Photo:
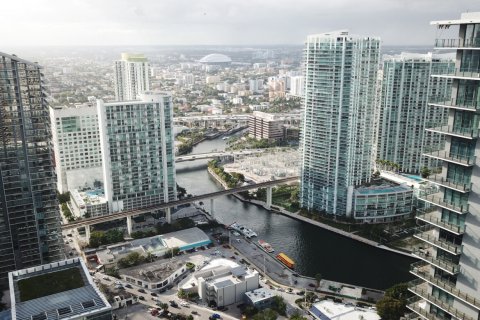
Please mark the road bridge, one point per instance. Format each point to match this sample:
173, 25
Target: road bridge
210, 155
87, 222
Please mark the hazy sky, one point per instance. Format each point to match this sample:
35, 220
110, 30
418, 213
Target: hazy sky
223, 22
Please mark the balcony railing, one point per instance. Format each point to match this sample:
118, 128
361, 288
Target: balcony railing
446, 265
448, 102
420, 288
426, 233
414, 304
471, 73
419, 269
460, 159
439, 200
468, 133
450, 183
432, 216
457, 43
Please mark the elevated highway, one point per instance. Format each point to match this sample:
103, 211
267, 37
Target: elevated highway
87, 222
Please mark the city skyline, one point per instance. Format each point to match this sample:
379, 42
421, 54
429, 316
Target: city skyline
211, 23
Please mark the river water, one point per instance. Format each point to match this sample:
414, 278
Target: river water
314, 249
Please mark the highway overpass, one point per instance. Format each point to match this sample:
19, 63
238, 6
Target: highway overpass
87, 222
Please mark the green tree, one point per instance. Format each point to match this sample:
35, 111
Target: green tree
63, 197
279, 305
97, 238
425, 172
393, 305
297, 316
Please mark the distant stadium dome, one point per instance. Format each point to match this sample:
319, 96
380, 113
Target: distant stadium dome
216, 58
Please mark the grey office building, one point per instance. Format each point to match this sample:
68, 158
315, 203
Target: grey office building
29, 215
448, 272
406, 85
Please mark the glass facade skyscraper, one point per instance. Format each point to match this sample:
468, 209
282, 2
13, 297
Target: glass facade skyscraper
337, 130
29, 214
404, 114
138, 151
448, 273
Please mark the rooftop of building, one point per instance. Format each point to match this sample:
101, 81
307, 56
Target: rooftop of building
215, 58
220, 273
153, 272
134, 57
57, 290
259, 294
327, 309
465, 18
276, 116
88, 197
156, 245
338, 34
382, 186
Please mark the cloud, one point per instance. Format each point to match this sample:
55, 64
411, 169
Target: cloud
228, 22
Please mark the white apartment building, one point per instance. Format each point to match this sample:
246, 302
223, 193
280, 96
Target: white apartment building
223, 282
297, 86
138, 151
76, 144
131, 76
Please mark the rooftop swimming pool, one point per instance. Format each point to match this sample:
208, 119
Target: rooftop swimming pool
411, 176
380, 190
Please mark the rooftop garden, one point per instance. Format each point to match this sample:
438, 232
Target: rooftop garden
50, 283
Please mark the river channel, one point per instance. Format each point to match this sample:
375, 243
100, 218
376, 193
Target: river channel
314, 249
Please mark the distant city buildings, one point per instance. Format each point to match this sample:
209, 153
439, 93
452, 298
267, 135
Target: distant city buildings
131, 76
337, 135
406, 86
136, 138
447, 272
273, 126
29, 216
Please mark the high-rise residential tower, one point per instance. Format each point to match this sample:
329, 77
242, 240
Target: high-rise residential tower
406, 85
138, 151
76, 142
448, 272
131, 76
340, 76
29, 214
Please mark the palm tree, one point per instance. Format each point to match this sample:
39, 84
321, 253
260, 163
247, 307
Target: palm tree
318, 278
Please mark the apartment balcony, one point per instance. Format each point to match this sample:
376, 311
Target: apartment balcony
427, 234
448, 102
461, 73
467, 133
460, 159
450, 183
457, 43
422, 289
418, 306
432, 216
445, 265
421, 270
438, 200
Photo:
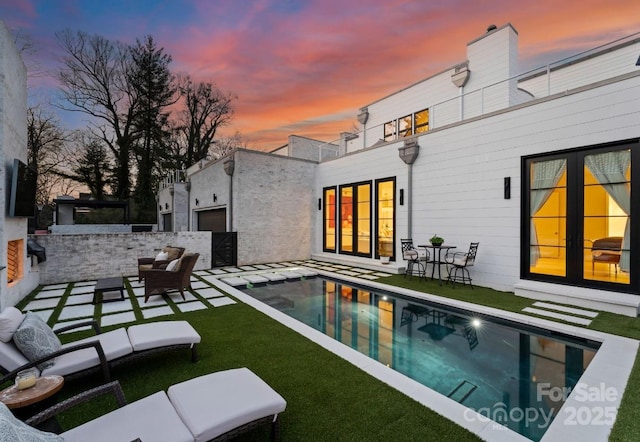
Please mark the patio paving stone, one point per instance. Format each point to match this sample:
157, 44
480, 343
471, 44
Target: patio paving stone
77, 311
192, 306
51, 293
43, 303
80, 299
219, 302
118, 318
156, 311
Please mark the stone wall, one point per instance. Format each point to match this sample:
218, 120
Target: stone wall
13, 144
92, 256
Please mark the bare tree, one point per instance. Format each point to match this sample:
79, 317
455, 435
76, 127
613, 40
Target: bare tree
207, 109
94, 81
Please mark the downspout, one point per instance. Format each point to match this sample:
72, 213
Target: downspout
229, 166
408, 153
363, 116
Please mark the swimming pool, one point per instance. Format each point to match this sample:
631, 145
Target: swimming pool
517, 377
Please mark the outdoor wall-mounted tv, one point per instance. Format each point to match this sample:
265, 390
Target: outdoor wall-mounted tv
22, 201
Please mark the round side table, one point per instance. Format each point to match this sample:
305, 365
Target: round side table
45, 387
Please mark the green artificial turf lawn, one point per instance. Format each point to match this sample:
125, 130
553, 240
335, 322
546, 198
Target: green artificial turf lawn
327, 397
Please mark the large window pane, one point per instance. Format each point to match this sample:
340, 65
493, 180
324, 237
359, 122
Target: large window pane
548, 202
364, 219
607, 202
330, 219
346, 219
421, 123
385, 200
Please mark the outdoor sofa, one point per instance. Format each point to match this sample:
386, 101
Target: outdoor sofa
93, 354
217, 406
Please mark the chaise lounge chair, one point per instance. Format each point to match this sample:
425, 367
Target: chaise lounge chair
217, 406
103, 351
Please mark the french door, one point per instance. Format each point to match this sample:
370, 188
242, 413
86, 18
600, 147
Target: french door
578, 217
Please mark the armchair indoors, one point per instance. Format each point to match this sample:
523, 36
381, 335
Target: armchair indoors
178, 277
160, 261
459, 264
608, 251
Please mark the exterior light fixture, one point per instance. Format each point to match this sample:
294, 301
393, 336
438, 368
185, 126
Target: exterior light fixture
507, 187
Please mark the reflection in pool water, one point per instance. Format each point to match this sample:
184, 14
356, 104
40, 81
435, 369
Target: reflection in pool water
495, 367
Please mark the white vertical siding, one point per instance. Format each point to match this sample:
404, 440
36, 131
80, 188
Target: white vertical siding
458, 176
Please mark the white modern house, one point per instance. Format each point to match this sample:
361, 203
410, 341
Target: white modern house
538, 167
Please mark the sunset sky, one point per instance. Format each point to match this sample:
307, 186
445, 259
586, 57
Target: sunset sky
306, 67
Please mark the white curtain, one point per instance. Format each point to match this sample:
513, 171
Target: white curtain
544, 178
610, 170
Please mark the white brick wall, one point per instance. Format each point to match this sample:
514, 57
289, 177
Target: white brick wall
93, 256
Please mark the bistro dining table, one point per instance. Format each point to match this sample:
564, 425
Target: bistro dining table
437, 258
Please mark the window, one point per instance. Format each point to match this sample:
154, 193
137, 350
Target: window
579, 214
390, 131
355, 219
421, 121
329, 217
385, 214
405, 127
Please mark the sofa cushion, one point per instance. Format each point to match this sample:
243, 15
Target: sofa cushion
10, 320
35, 339
152, 418
162, 256
173, 266
172, 252
12, 429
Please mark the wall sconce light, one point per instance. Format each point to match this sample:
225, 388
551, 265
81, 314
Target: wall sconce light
507, 187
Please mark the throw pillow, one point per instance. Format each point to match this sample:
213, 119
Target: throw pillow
35, 339
174, 253
12, 429
10, 320
162, 256
173, 266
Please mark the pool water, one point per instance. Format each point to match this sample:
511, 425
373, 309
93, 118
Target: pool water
513, 374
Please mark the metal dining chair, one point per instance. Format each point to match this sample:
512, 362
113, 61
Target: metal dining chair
413, 258
459, 263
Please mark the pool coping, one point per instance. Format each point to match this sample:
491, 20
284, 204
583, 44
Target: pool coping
588, 414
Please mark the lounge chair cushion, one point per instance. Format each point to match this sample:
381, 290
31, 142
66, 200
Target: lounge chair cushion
115, 344
162, 333
152, 418
11, 357
12, 429
35, 339
10, 320
216, 403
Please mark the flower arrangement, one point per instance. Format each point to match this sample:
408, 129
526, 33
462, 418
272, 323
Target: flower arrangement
436, 240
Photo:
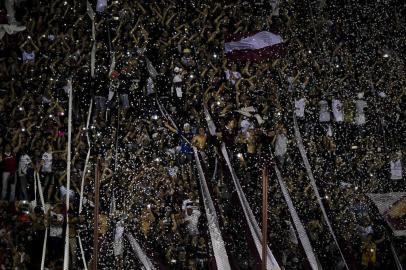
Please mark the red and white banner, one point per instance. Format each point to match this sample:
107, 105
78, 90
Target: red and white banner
255, 47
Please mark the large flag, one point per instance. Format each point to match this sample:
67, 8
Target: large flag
255, 47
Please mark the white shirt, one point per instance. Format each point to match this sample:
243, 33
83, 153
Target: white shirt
192, 222
338, 110
232, 76
24, 164
118, 244
299, 107
324, 114
281, 144
396, 169
28, 57
64, 191
150, 86
47, 158
360, 105
56, 230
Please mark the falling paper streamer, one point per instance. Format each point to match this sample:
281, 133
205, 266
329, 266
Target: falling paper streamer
395, 256
82, 252
41, 195
101, 5
68, 165
219, 250
304, 239
256, 233
313, 183
90, 11
142, 257
151, 69
93, 59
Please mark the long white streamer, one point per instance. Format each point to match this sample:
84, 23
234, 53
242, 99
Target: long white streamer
249, 215
93, 59
142, 257
251, 221
82, 185
220, 253
82, 252
395, 256
44, 249
313, 183
37, 182
304, 239
68, 165
35, 190
87, 158
219, 250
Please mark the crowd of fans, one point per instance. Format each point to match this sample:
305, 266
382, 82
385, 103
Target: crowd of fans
342, 75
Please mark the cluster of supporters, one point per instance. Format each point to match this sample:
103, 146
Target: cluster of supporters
341, 76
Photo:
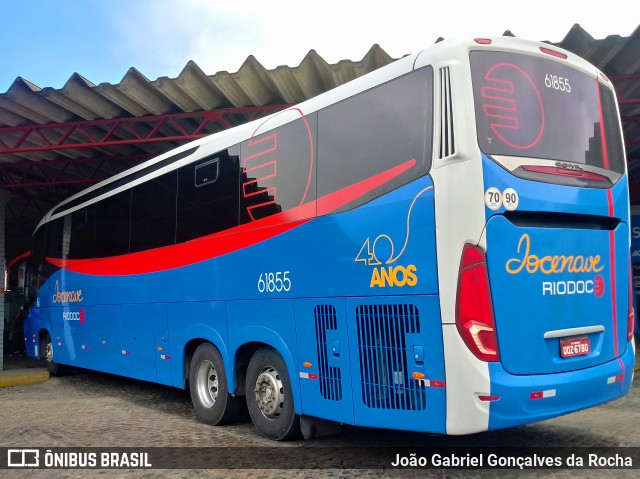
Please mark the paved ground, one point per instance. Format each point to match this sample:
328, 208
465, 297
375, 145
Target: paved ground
98, 410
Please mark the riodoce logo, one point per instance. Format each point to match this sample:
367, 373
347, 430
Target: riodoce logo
67, 296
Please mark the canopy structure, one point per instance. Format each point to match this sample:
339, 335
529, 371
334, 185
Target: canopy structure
54, 142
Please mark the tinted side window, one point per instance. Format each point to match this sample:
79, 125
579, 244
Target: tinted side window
54, 239
278, 168
615, 145
112, 227
101, 229
375, 131
153, 213
208, 195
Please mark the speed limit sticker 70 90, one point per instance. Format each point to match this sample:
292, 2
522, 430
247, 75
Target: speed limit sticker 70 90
510, 199
493, 198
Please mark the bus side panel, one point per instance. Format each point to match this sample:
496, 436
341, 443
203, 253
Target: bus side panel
324, 363
136, 331
270, 322
194, 321
397, 362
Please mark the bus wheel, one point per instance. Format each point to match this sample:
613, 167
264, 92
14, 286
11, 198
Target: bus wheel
269, 396
46, 353
208, 387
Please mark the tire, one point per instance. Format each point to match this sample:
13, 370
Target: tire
269, 396
46, 353
208, 388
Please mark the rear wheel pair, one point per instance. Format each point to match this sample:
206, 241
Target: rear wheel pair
269, 399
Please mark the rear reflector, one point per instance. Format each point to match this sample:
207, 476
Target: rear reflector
557, 171
615, 379
549, 393
489, 398
474, 309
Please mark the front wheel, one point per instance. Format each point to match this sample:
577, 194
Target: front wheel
269, 396
208, 387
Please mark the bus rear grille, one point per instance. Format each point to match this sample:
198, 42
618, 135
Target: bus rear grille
386, 380
329, 377
445, 139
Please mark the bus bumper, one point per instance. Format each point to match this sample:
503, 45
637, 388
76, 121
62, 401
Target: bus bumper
527, 399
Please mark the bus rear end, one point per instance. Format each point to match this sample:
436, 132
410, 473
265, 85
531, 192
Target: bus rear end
544, 297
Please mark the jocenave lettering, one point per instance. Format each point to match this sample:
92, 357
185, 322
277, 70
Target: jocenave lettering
550, 264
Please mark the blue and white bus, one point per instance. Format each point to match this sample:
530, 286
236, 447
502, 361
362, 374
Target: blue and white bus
441, 245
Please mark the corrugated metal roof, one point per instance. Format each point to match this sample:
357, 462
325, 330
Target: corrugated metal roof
253, 85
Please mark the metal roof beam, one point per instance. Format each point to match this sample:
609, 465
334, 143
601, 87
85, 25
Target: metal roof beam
125, 131
64, 172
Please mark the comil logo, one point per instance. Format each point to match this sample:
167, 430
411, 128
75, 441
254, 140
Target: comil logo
513, 104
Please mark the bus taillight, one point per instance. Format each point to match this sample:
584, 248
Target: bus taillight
474, 310
631, 323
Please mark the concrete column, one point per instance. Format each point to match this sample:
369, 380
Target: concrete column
4, 197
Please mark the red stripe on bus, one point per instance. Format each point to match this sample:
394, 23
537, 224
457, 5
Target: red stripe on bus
229, 241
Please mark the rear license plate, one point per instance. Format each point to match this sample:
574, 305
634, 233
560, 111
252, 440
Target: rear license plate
574, 347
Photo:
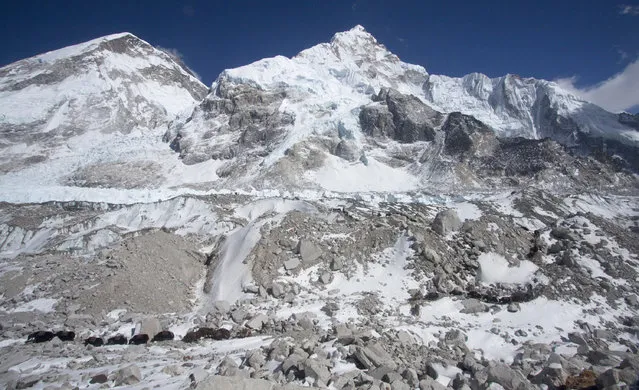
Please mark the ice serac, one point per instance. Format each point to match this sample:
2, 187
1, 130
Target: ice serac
112, 85
117, 114
526, 107
351, 109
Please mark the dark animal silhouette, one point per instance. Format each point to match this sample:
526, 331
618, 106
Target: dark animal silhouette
116, 340
207, 333
139, 339
165, 335
95, 341
65, 335
40, 337
191, 337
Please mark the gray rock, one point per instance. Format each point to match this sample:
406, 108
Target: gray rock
173, 370
294, 360
555, 248
27, 382
562, 233
464, 133
472, 306
380, 372
239, 315
128, 375
308, 251
513, 307
102, 377
277, 290
216, 382
222, 307
632, 300
399, 385
150, 326
445, 222
373, 355
405, 338
326, 277
411, 377
404, 118
431, 256
292, 264
508, 378
455, 337
629, 376
568, 260
337, 264
430, 384
608, 378
317, 370
254, 358
257, 322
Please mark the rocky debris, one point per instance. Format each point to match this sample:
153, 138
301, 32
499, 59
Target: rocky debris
257, 322
40, 337
430, 384
139, 339
373, 355
165, 335
99, 378
446, 221
127, 376
150, 326
309, 252
317, 370
94, 341
216, 382
206, 333
117, 340
508, 378
472, 306
291, 264
65, 335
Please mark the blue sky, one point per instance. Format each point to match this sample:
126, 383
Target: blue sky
585, 44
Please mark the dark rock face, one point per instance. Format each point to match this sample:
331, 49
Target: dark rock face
523, 157
403, 118
66, 335
207, 333
117, 340
463, 133
165, 335
551, 124
139, 339
631, 120
40, 337
95, 341
250, 118
376, 121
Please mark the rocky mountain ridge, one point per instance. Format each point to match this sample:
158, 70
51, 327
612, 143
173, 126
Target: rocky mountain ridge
336, 220
348, 108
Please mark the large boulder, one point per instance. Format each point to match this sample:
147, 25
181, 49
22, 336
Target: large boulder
446, 221
508, 378
309, 252
216, 382
150, 326
373, 355
128, 376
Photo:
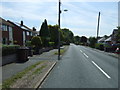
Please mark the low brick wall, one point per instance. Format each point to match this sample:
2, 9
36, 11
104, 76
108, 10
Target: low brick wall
9, 59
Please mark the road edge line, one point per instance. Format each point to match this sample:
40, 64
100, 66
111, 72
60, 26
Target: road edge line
101, 70
44, 77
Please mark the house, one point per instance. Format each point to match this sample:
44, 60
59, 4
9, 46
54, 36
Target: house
6, 29
16, 33
22, 33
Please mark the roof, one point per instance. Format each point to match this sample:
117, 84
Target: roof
3, 21
23, 27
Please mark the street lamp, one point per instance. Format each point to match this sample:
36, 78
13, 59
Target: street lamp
59, 12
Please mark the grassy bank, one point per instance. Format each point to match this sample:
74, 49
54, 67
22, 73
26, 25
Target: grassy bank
7, 83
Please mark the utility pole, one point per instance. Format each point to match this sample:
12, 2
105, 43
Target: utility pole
59, 12
98, 25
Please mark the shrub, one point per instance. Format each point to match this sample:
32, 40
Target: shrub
9, 49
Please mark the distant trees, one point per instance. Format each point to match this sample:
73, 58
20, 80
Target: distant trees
44, 33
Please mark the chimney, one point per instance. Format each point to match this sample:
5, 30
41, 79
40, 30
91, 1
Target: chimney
21, 23
34, 29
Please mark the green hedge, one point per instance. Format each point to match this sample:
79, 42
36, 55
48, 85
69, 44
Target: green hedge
99, 46
9, 49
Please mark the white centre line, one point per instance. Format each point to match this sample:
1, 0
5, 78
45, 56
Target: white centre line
85, 55
80, 50
101, 70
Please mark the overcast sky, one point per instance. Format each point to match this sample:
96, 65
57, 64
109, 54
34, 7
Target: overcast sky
81, 17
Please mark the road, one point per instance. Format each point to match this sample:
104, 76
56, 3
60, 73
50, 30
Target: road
83, 67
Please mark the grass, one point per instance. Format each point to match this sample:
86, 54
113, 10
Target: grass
7, 83
39, 69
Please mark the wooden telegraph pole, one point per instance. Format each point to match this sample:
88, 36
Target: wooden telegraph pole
59, 12
98, 25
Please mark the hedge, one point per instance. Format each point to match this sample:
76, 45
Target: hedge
********
# [SET TASK]
Write out the lines above, starting at the line that contains "Please mark the white centre" and ending with the final line, and nothing else; copy them exactly.

# [EXPECTED OUTPUT]
Please mark the white centre line, one point per instance. Format each point to match this sample:
1, 0
5, 78
45, 56
Target: white centre line
85, 55
80, 50
101, 70
Please mark the overcast sky, one point per instance. Format each point to match this sample:
96, 65
57, 64
109, 54
34, 7
Target: overcast sky
81, 17
Please mark the road, one point per instance. Format each point to match this sample:
104, 76
56, 3
60, 73
50, 30
Target: road
83, 67
Please mark the grass, one point per instance. Format each point to match this sample:
86, 54
113, 10
Target: grass
7, 83
39, 69
Please mark the wooden telegraph pole, one point per instance. Format each point to match this sample:
88, 36
Target: wooden telegraph pole
59, 12
98, 25
Please mark the hedge, one point per instance. Format each point to match this sample:
76, 45
Target: hedge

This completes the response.